++++ RAW DATA ++++

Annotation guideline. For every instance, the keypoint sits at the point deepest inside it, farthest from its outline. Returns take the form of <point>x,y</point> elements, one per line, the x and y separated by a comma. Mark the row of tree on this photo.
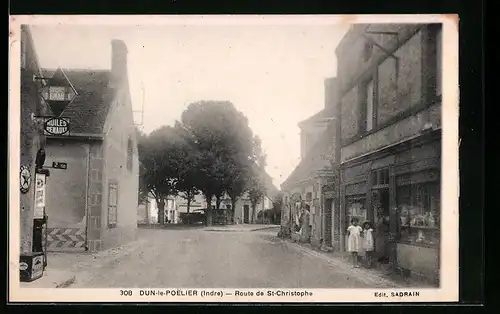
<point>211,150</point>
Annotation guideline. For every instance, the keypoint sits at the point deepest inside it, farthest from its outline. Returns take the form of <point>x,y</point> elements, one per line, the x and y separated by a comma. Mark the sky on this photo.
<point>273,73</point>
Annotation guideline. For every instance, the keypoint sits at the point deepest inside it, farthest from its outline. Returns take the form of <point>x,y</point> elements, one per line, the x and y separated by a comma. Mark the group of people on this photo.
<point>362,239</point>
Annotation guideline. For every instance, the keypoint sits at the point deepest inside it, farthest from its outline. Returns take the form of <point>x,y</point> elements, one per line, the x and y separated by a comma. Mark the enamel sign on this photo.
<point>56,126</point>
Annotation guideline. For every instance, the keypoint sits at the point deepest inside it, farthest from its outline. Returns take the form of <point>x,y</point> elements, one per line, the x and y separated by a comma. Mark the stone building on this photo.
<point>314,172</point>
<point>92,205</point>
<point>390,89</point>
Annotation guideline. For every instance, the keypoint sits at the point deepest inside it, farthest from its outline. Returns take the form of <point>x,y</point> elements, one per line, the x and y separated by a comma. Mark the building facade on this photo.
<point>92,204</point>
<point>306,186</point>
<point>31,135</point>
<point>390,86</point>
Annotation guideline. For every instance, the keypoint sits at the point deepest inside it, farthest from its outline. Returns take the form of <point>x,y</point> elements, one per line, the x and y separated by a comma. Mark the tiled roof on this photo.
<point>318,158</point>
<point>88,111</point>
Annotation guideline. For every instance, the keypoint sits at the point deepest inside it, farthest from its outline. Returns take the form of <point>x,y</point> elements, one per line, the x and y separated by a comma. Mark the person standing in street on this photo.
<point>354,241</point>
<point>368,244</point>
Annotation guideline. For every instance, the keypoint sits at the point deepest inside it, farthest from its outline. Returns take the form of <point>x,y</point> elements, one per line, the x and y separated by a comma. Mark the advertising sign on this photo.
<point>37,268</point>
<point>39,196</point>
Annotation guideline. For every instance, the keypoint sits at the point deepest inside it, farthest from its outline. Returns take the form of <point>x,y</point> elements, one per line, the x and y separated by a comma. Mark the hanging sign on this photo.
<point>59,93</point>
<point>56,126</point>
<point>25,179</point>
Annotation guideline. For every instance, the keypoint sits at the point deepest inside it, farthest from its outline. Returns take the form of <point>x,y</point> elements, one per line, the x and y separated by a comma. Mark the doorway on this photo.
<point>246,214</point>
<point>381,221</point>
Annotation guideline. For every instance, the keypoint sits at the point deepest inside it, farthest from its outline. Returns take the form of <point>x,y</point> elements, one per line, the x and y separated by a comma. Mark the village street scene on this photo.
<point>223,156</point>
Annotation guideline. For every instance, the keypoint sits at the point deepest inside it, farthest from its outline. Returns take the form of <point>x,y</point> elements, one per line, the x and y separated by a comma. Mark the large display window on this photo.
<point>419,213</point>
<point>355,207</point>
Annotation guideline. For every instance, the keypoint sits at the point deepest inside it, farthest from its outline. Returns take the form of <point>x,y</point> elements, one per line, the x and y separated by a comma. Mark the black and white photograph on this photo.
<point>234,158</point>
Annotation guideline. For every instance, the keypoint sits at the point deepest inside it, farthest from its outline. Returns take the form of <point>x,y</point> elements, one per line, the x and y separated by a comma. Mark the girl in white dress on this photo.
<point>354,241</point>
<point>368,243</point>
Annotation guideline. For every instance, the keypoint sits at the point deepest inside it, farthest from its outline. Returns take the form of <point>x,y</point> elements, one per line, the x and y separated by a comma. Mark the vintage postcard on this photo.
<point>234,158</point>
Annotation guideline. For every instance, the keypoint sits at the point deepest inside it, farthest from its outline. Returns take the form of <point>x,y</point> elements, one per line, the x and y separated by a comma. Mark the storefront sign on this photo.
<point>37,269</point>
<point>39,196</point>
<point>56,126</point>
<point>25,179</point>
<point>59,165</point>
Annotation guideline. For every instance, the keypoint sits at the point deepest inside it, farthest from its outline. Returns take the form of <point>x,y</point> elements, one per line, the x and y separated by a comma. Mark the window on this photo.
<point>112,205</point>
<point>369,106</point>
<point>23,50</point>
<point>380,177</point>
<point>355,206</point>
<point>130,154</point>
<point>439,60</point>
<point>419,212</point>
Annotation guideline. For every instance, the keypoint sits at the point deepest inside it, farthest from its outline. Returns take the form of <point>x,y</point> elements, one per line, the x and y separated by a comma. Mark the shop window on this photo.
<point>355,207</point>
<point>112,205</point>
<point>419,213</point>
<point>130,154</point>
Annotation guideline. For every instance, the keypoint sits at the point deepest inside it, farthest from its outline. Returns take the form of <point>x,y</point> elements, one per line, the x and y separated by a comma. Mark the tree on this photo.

++++

> [INSTRUCTIONS TO FOLLOW] Please print all of the lines above word for word, leaving the pictures out.

> [SOLUTION TO THIS PROBLEM]
Annotation guideline. For every instance, the keypoint sits at the point deepest inside it, farthest from its outline. Returns take the form of <point>x,y</point> elements, one per line, the x and y separated by a comma. Mark the row of tree on this photo.
<point>211,150</point>
Annotation guideline. For every instance, the keypoint sits at the point deepest inside it, farthest from its outline. Returns take the form of <point>x,y</point> elements, one per line, the x and y separated by a comma. Mark the sky on this photo.
<point>273,73</point>
Annotation guideline. For every instance, the keypoint sits at the point deepest inside it, farthest from its outline. Returns take the form of <point>x,y</point> elements, one per line, the x and y separated by a comma. Mark the group of people on this photo.
<point>362,239</point>
Annotation guideline. For every instance, the keypoint sits at the point deepest inside it, farthest from its outline. Returns take the form of <point>x,y</point> elements, one per line, the x and y separated by a comma. Mark the enamel sign on this photo.
<point>56,126</point>
Annotation guideline. For every instance, the keypoint sits at the point deepest inside it, farthest from its outline. Returns take the form of <point>x,y</point> elements, one per line, the x and y separated by a comma. Mark the stone building on this photo.
<point>314,172</point>
<point>92,205</point>
<point>390,89</point>
Annotation guideline. For every instance, the keypoint sits at the point deepest inside it, farthest from its outline. Returns take the form of <point>x,y</point> elements, one per line, the x and y separated by a comma. Mark the building facade on this photo.
<point>92,204</point>
<point>306,186</point>
<point>31,135</point>
<point>390,86</point>
Annotation guideline. For every instance, the keypoint sits at the point deepest inside it, farthest from its outline. Returns take the form of <point>x,y</point> elements, one per line, the x and y separated by a comma. Mark the tiled roof on this photo.
<point>318,158</point>
<point>88,111</point>
Annotation guideline. For every instance, the keypoint sits at the point deepest inside it, farthest from its outline. Returns take the form of <point>x,y</point> elements, one per line, the x and y separated by a comma. Mark the person standing in street on this photo.
<point>354,241</point>
<point>368,244</point>
Annotation guideline. For every instance, the keypoint sits at the point deepest inside it, farthest from its outline. Returns take the form of <point>x,y</point> elements, one per line, the x and y separated by a comma. Mark the advertising sign on this photo.
<point>37,268</point>
<point>39,196</point>
Annotation guideline. For every instance, the keypoint sits at the point deepest inside it, farthest from its outline. Returns take the form of <point>x,y</point> elements, one per line, the x and y separated by a comma. Mark the hanging sign on this photo.
<point>59,93</point>
<point>56,126</point>
<point>25,179</point>
Annotation guideline. For every instance, the keypoint sits at the point deepest inside it, farthest from its outline. Returns take the form of <point>x,y</point> elements, one per line, the x and y separated by a comma. Mark the doorway on this photo.
<point>246,214</point>
<point>381,221</point>
Annotation guideline. For every instance, the keypoint sits at the point deepest inside it, farthest from its outline. Returns take the form of <point>x,y</point> elements, one per line, the x and y separated by a comma. Mark the village street scene on this photo.
<point>223,156</point>
Annotation guideline. For every instance, the keypoint sits at the point deepest inside it, farthest from its outline. Returns take the form of <point>x,y</point> elements, one per line, the x and y separated by a comma. Mark the large display window on this photo.
<point>419,213</point>
<point>355,207</point>
Annotation guideline. For every instance, the keypoint sits at the point deepest inside it, farthest from its outline. Returns take the form of <point>x,y</point> elements, one per line, the x and y separated by a comma. Mark the black and white photograph on this photo.
<point>234,158</point>
Annotation guideline. For every instance, the keypoint sits at the point deepest inside it, farthest from its outline. Returns take the form of <point>x,y</point> elements, one per line, the x and y separated by a comma. Mark the girl in white dress on this photo.
<point>354,241</point>
<point>368,243</point>
Annotation guideline. For every instance, the keypoint sits at the point deepest inside it, farthest from its outline. Returns take the form of <point>x,y</point> elements, one per line, the x and y separated by a comma. Mark the vintage postcard on this photo.
<point>234,158</point>
Annotation guideline. For every instance, the keypoint sits at the point deepest inside it, farthest from its outline. Returns take the form of <point>x,y</point> elements, one per line, the x and y separated by a comma. Mark the storefront sign on this photo.
<point>37,269</point>
<point>39,196</point>
<point>56,126</point>
<point>25,179</point>
<point>59,165</point>
Annotation guideline. For every instance, the keypoint sits at the point deepest inside it, farthest from its outline. Returns take the form of <point>x,y</point> elements, one per line, the x and y separated by a comma. Mark the window on this photo.
<point>112,205</point>
<point>369,106</point>
<point>23,50</point>
<point>380,177</point>
<point>355,206</point>
<point>130,154</point>
<point>439,60</point>
<point>419,212</point>
Annotation guideline. For every instance, the keypoint sits at the point deepest inside it, farthest from its outline. Returns take the form of <point>x,y</point> elements, one per line, the x and y separated by a comma. Mark the shop window on this photo.
<point>355,207</point>
<point>112,205</point>
<point>419,213</point>
<point>130,154</point>
Annotation guideline. For every instance, the keypoint sits at the point deepest inside it, farthest from its outline. Returns take the form of <point>x,y</point> elements, one per line, the x and y separated by a comma. Mark the tree on this photo.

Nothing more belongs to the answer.